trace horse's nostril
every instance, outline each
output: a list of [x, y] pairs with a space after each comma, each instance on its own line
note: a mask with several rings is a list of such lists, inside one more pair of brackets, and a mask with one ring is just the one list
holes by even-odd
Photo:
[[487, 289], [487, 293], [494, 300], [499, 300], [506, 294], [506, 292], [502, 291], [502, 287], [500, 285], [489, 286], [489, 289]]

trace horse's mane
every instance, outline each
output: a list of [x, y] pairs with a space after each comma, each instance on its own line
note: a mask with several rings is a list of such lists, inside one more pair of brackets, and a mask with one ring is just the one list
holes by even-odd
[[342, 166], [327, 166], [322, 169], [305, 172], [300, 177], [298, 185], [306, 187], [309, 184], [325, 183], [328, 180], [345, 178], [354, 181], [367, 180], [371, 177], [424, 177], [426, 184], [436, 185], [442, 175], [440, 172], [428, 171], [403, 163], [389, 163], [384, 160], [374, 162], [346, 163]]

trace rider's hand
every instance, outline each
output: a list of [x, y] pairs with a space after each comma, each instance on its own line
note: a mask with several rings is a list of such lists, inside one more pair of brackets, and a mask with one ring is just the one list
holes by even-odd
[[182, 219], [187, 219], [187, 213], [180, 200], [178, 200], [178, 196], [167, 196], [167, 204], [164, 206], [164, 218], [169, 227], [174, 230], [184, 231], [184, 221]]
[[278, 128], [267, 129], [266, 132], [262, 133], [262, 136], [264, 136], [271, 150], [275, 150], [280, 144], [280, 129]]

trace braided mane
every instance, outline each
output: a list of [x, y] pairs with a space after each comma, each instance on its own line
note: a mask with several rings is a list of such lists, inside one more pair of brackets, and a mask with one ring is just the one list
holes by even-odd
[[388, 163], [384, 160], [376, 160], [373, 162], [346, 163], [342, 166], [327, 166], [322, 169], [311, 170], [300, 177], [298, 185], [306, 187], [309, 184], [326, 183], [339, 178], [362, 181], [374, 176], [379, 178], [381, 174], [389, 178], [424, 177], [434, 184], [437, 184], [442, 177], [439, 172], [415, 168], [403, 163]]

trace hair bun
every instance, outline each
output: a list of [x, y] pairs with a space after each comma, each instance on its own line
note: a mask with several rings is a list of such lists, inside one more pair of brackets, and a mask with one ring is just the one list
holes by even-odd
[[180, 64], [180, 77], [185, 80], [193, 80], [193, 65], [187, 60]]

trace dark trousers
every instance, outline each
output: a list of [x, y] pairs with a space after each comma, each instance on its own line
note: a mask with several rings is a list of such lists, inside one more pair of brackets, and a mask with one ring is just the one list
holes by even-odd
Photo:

====

◆ Work task ◆
Say how many lines in the records hold the word "mane", giving the number by itself.

◆ Output for this task ◆
2